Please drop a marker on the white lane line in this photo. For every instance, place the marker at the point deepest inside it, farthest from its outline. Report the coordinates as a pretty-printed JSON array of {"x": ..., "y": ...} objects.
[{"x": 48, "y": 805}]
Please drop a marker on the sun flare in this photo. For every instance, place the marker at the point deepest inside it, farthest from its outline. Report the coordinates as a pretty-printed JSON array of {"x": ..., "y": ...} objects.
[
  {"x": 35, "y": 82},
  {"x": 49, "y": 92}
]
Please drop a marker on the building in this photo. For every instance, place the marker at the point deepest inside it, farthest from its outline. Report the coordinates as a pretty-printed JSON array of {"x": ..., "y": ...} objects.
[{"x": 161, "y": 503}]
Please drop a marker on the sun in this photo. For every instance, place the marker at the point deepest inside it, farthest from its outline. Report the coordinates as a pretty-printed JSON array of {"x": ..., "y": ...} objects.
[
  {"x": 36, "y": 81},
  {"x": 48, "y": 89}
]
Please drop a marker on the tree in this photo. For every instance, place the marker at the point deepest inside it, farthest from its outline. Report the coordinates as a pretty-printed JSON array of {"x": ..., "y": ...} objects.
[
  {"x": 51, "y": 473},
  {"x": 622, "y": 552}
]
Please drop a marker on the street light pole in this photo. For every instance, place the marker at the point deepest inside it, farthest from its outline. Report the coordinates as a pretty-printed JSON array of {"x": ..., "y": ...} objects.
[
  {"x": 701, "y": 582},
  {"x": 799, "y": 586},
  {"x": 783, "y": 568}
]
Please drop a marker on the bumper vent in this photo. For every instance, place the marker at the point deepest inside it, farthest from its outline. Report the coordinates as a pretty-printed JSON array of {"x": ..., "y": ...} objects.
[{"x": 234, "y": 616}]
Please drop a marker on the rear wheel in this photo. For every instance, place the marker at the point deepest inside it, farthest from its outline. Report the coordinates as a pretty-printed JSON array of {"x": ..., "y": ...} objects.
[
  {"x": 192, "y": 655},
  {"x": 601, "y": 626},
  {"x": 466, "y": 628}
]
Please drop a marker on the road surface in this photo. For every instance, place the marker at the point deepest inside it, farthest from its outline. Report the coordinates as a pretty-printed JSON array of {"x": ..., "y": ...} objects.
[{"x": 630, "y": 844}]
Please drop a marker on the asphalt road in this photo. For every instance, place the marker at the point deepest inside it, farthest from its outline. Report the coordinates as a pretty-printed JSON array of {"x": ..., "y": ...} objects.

• [Exercise prompt]
Write out all of the data again, replacing "drop a marker" with "put a dot" wherever it occurs. Change nothing else.

• [Completed task]
Please put a dot on the white lane line in this photo. For every instance, place the marker at the point deepest inside it, farthest from its outline. Report the coordinates as a pretty-printed JSON array of {"x": ..., "y": ...} objects.
[{"x": 48, "y": 805}]
Please put a dot on the sun flare in this photo. For every instance, place the marker at the point deepest inside it, farthest from its outline. Report the coordinates as a pretty-printed JSON array of {"x": ..., "y": ...} objects.
[
  {"x": 35, "y": 82},
  {"x": 49, "y": 92}
]
Please put a dot on the building in this photo. For every instance, place the marker at the point deepest inside it, farthest from its outline. Report the coordinates as a pretty-printed JSON array of {"x": ..., "y": ...} objects.
[{"x": 161, "y": 503}]
Please put a dot on the sun in this photo. For every instance, place the marker at the point deepest inside it, farthest from its outline. Report the coordinates as a pretty-printed JSON array of {"x": ..., "y": ...} objects.
[
  {"x": 36, "y": 81},
  {"x": 48, "y": 89}
]
Please put a dot on the tree in this photo. For every instance, place the marker at the point deepest inside it, farthest from its outline. Report the coordinates as a pretty-printed JSON array of {"x": ..., "y": ...} objects.
[
  {"x": 51, "y": 473},
  {"x": 622, "y": 552}
]
Please put a dot on the street light pole in this photo. For every instance, place the marker at the point deepest inside it, farthest from its outline. Report the coordinates as a pretty-printed JSON array of {"x": ..., "y": ...} objects.
[
  {"x": 701, "y": 582},
  {"x": 799, "y": 586},
  {"x": 783, "y": 568}
]
Please put a dot on the bumper vent in this photo. For every instance, place the marker at the point deepest inside it, farthest from its outline. Report the coordinates as a pretty-printed JSON array of {"x": ..., "y": ...} objects.
[{"x": 234, "y": 616}]
Please put a dot on the rear wheel in this photo. For every instance, place the marker at the point deepest inside it, farthest from its outline. Report the coordinates as a pretty-printed JSON array of {"x": ..., "y": ...} objects.
[
  {"x": 192, "y": 655},
  {"x": 601, "y": 626},
  {"x": 466, "y": 628}
]
Please put a dot on the road surface in this photo. For every instance, place the marker at the point deepest inside it, farthest from its outline. Report the coordinates as a pretty-printed JSON array of {"x": ..., "y": ...} objects.
[{"x": 630, "y": 844}]
Please put a dot on the asphalt road in this photo. For every instance, place the marker at the point deepest inside it, farthest from its outline. Report the coordinates as a pretty-printed JSON array of {"x": ..., "y": ...} objects.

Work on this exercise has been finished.